WORK INSTRUCTIONS ->
Copy out the whole listing exactly as written, leaving the pictures behind.

Collected data entries:
*-*-*

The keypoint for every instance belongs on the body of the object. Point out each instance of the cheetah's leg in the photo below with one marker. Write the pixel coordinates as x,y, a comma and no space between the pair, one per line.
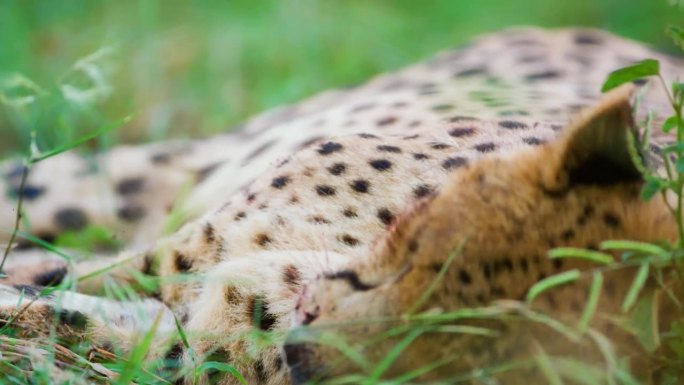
40,267
244,309
74,317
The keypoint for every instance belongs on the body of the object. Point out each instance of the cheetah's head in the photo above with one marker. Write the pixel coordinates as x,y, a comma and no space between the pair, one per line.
482,239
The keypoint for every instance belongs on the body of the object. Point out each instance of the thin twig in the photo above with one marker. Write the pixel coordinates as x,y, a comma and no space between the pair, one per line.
20,201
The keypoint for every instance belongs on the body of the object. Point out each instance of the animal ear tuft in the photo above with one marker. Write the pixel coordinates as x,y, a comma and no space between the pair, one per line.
595,148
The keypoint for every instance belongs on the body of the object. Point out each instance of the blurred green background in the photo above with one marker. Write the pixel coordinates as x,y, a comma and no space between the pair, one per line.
193,68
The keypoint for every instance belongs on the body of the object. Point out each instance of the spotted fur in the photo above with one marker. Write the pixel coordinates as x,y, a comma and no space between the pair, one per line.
347,205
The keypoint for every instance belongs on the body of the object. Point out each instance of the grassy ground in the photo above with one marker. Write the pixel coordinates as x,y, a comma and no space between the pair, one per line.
185,70
69,67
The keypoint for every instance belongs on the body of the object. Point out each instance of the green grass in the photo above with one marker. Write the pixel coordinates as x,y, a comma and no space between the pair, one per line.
186,69
68,68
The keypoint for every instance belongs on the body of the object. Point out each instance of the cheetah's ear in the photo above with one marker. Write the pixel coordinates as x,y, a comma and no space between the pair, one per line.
595,149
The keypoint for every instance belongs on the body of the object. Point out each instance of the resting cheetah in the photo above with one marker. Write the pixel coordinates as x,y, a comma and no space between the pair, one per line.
347,207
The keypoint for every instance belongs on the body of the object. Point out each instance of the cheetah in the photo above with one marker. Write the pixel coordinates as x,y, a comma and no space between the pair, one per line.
436,188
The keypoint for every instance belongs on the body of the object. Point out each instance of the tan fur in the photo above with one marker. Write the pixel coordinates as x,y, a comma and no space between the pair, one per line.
404,170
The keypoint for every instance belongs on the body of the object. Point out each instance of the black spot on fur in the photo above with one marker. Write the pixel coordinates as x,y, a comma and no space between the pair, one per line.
175,353
337,169
385,216
209,233
348,240
455,162
130,186
71,218
51,277
381,164
329,148
231,295
440,146
262,239
260,372
422,191
291,275
351,278
182,263
131,213
350,213
512,125
280,182
148,261
258,309
461,132
387,148
485,147
319,220
412,246
360,185
325,190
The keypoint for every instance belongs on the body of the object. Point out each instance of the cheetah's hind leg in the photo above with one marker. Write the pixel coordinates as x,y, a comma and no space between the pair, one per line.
60,321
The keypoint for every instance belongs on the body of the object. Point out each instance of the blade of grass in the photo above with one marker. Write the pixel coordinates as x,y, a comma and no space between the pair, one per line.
588,255
135,361
440,276
640,247
592,302
35,158
550,282
636,287
392,356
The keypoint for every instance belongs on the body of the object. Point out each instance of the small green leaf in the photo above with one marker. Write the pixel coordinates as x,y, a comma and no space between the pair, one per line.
636,287
670,123
674,148
677,35
642,69
589,255
222,367
552,281
676,342
645,322
592,302
641,247
37,157
652,187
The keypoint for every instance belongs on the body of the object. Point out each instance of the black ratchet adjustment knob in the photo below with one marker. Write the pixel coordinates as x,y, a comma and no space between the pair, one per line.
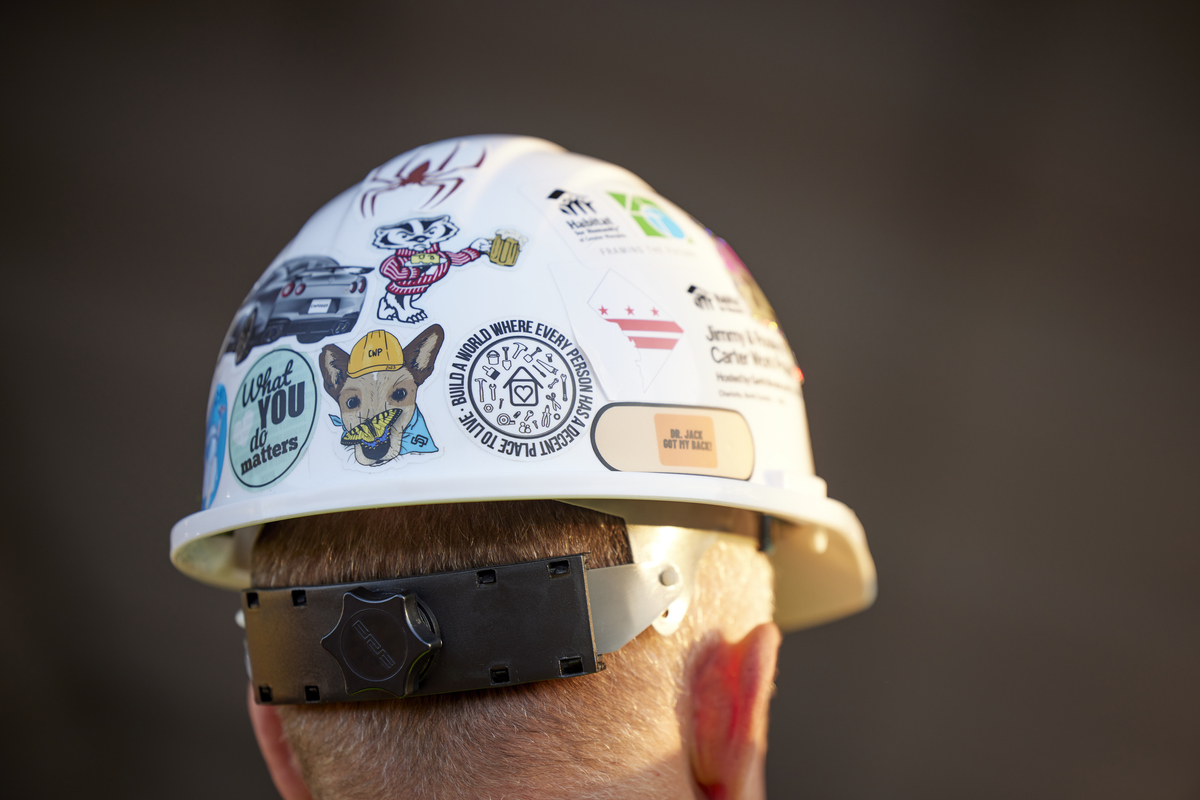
383,642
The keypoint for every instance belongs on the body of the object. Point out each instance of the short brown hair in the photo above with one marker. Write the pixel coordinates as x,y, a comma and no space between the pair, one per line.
520,739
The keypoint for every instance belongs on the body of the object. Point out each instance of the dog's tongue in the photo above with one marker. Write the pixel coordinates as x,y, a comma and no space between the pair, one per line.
377,449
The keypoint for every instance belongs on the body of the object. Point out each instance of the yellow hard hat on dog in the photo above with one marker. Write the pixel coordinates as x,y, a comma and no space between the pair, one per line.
376,352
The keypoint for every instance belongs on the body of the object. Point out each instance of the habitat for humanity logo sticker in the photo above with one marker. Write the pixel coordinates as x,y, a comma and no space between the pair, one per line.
649,329
521,389
214,446
649,216
273,417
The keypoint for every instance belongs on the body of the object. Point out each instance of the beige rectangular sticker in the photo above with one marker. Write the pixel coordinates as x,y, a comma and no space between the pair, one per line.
651,438
685,440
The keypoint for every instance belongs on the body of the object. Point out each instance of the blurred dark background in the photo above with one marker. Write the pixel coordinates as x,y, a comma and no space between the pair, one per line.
978,223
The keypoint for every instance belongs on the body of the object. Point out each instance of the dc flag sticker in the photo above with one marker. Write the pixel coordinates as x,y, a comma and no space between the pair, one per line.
214,446
273,417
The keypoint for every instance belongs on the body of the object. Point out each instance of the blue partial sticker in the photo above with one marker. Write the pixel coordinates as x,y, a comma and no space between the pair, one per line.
214,446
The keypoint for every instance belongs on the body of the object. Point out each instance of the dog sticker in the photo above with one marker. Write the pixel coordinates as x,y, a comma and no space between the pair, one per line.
375,386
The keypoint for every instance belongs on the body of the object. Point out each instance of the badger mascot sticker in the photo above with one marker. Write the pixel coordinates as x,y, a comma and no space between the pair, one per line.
418,260
375,386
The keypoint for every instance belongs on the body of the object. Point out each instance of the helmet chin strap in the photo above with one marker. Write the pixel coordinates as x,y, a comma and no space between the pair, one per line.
471,629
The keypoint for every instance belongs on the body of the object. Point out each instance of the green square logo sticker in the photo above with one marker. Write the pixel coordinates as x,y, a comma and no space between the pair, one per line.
649,216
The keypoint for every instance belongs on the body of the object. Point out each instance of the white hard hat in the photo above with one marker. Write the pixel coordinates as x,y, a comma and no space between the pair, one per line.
495,318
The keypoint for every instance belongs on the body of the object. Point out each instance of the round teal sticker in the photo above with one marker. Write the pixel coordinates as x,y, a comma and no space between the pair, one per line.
271,419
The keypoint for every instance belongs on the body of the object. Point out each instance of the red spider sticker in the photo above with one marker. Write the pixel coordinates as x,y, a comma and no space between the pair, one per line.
419,170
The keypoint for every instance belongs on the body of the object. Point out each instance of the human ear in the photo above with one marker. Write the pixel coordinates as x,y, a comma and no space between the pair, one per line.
730,685
281,762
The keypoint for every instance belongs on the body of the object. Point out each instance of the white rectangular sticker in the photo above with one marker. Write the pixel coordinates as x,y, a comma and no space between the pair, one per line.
652,438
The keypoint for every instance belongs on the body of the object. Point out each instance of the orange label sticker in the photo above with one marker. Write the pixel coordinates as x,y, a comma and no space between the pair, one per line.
685,440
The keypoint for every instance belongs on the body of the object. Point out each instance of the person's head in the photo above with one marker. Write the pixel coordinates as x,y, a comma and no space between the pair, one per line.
670,717
514,512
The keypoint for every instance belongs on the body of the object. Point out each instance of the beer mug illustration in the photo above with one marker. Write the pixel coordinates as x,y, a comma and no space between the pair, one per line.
505,247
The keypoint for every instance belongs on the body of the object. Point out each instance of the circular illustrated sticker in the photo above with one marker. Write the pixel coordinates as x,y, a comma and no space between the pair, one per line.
273,416
521,389
214,446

*-*-*

REPLY ->
The keypoint for every instance belongs on the body of the object. Point out each instance of the cheetah's leg in the photo below with one marker. Write the pixel coordinates as x,y, a comma and no space between the pair, one per line.
40,267
244,309
74,317
The keypoint for every instance belongs on the body of the object. Point out each instance of the cheetah's head in the photo above with one marker. Write the pixel coordinates as x,y, a comma and no space between the pair, one per line.
482,239
The keypoint for every instance belongs on the body of the object. Point out each instance of the thin twig in the photo above with one marker. Write the pixel coordinates as x,y, a comma and no space between the pair, one per line.
20,201
The keypoint for every instance belongs on the body of the object. Point out each instance of the animal ear tuft in the photo above with one marker. Write the pixel coordinates as x,y, a comma and no space between the pair, one per line.
595,148
The keypoint for every instance belongs on the body of the object. Point out each instance of the blurred green background in the photo above with one marker. Write the pixel coordinates as x,y, a comma and no space between the pair, one per line.
193,68
The keypoint for every instance belongs on the body of the object. Point out each instance of the spotted fur in the photo above with one marker. Write the pixel coordinates as x,y, a comma and no space between the pair, one per line.
347,205
The keypoint for every instance belongs on the body of the object. Point out each instance of the grassy ground in the photo above with one marker. Write the pixel coordinates as x,y, a comma and no space between the pair, one per line.
185,70
69,67
The keypoint for every instance belongs on the body of the object. Point out each instance of the green grass in the photo above with one marker. Write the pixel coordinates as x,y, a comma and no space between the pair, one per line.
186,69
68,68
The keypoint for every instance belongs on the body of the object. Point out each instance of the cheetah's ear in the photo above with one marker. Write the pixel coordinates as x,y, a comma and no space between the pair, one per line.
595,149
The keypoint for every instance belongs on the body of the object. Point out each instance of the resting cheetah in the photo above with one marker. Write the pixel coordinates as x,y, a comma and no space between the pair, one per line.
347,207
The keypoint for every instance belongs on the body of the object. Point out each instance of the cheetah in the photo above with one marker. Write the pixel coordinates as x,y, a comma and no space between the pair, one per line.
436,188
The keypoint for every instance belongs on the body of the object. Point out each instance of the tan fur in the photo above with one marker. Write the pixel coordinates as x,y, a comma and no space between the pair, one per line.
404,170
The keypoint for every instance belongs on the body of the object. Point out each instance of the black spot on fur in the photo above with one marker. Write the pixel coordinates as x,y, a comma and no space between the pair, one per line.
175,353
337,169
385,216
209,233
348,240
455,162
130,186
71,218
51,277
381,164
329,148
231,295
440,146
262,239
260,372
422,191
291,275
351,278
182,263
131,213
350,213
512,125
280,182
148,261
258,309
461,132
387,148
485,147
319,220
412,246
360,185
325,190
The keypoint for every instance belongs on the body of the object. Point out each instance of the cheetah's hind leg in the photo above with one marker. Write the pixel coordinates as x,y, a comma and no space between the pair, one per line.
60,321
The keypoint for every instance belongs on the body of the object. Point out each instance of the blade of grass in the photo above with one marker. Write the pixel coordinates as x,y, a comma and no space between the pair, one per line.
588,255
135,361
440,276
640,247
592,302
35,158
550,282
636,287
392,356
The keypoint for every instance belongs on the body of the object. Point out each instance of the small green leaf in the photo above with one marker. Write the pixel coordinates as x,y, a comma and no space between the pair, one per line.
636,287
670,123
674,148
677,35
642,69
589,255
222,367
552,281
676,342
645,322
592,302
641,247
37,157
652,187
The keypoint for every instance belongs on the body of the object. Point out each instance of the black ratchet adjustment knob in the photo below with one marker. Write the pixel coordinates as x,y, a comma and no space between the pair, one per line.
383,642
The keypoint for every instance belongs on the body of the object. Point out each instance of the short brown hair in the photo above with one marker. Write the pixel coordinates as x,y, a comma and no space between the pair, one per line.
520,739
The keypoint for every instance belongs on the body of the object. Point out each instance of the dog's tongue in the photo above with one marker. Write the pixel coordinates as x,y, a comma and no space between the pair, one per line.
377,449
The keypoint for every instance belongs on the body of the object. Point out each instance of the yellow hard hat on dog in the photo above with one marker. Write the pixel coordinates as x,y, a comma and no space between the pair, one per line.
376,352
The keypoint for every instance belongs on the body of the object. Point out each instance of the habitat for humanity logo sticker in the photo above with one marker. Write the pixel coordinates as x,y, a comma and no space between the pair, one per line.
649,329
521,389
214,446
649,216
273,417
The keypoint for every instance belongs on the body of the object. Point out each instance of the beige rectangular sticker in the photo above with one marker. Write the pixel coordinates as x,y, a comma and no space between the pair, one per line.
651,438
685,440
The keypoint for every instance belongs on the body of the object. Point out each instance of the blurred dark background in the photo above with one marker. Write the pixel coordinates as x,y, a comma and no space between the pair, one per line.
978,223
The keypoint for every instance belongs on the body of the object. Point out each instance of the dc flag sticker in the photo above with one marker. Write the pixel coordinates as x,y, a comma and no space between the pair, one per line.
214,446
273,417
The keypoint for every instance belongs on the body of the object. Point out each instance of the blue partial sticker in the photo above with one marker. Write the pixel coordinates as x,y, a comma and no space between the pair, one per line.
214,446
The keypoint for every instance belongs on the body of the object. Point out each instance of the dog sticker in the photo above with one marker. Write the pixel coordinates as x,y, a comma and no space between the pair, one per line.
375,386
The keypoint for every instance belongs on the body of the object. Point out each instance of the badger mascot sticker in the photo above with one marker. Write the pixel coordinates as x,y, a comma and no space between the pair, one per line.
418,260
375,386
The keypoint for every instance belongs on the body of the object. Point out each instance of the helmet chin strap in the photo above with one marker. Write the pixel coordinates as x,y, a comma and no space between the pair, one per line.
471,629
The keypoint for every instance belongs on the body of the object. Point out each instance of the green square logo sticker in the photo above with one marker. Write the pixel coordinates as x,y, a comma and no space between the pair, one per line.
649,216
The keypoint for every instance belongs on the body of the object. Point out each instance of the white hard hat in the photo above with one marker. Write the pixel coordinates as x,y, a comma and no space between the pair, one per line.
495,318
The keypoint for every instance belongs on the body of the object. Point out each instance of the round teal sticker in the photo above with one marker. Write the pixel coordinates as x,y, a comma and no space between the pair, one per line.
271,419
The keypoint for every instance belongs on the body of the object. Point out each instance of the red spider sticker in the photo above with one marker. Write the pixel coordinates as x,y, a comma and no space between the pair, one per line.
419,170
The keypoint for every instance belongs on the body of the object. Point out each instance of the human ear in the photo above with one marker. Write the pixel coordinates as x,y, a comma and no space between the pair, one per line.
730,685
281,762
The keypoint for every instance belongs on the body of the object. Point out each instance of the white rectangular sticker in the photo above with one marker. Write the pixel coordinates as x,y, a comma and no space between the pair, one per line.
652,438
The keypoint for every instance belongs on the body of the object. Point out each instance of the orange label sticker in the photo above with one marker. Write the pixel coordinates as x,y, a comma and no space between the pair, one per line.
685,440
The keypoint for every instance belongs on the body of the object. Point out each instance of the person's head in the photo above with one marker. Write the pixel coordinates as x,y, a comma and no space between the pair, one per line.
670,717
514,512
The keypoint for every instance belongs on the body of the object. Point out each instance of the beer mug illustration in the photo above with one marker. Write the pixel coordinates as x,y, a comma and no space between the pair, one per line.
505,247
The keypoint for every instance belongs on the body of the object. Point out each instance of the circular illustrated sticker in the photo above with one marker. Write the pixel coordinates as x,y, a comma and no space between the pair, one per line.
273,416
521,389
214,446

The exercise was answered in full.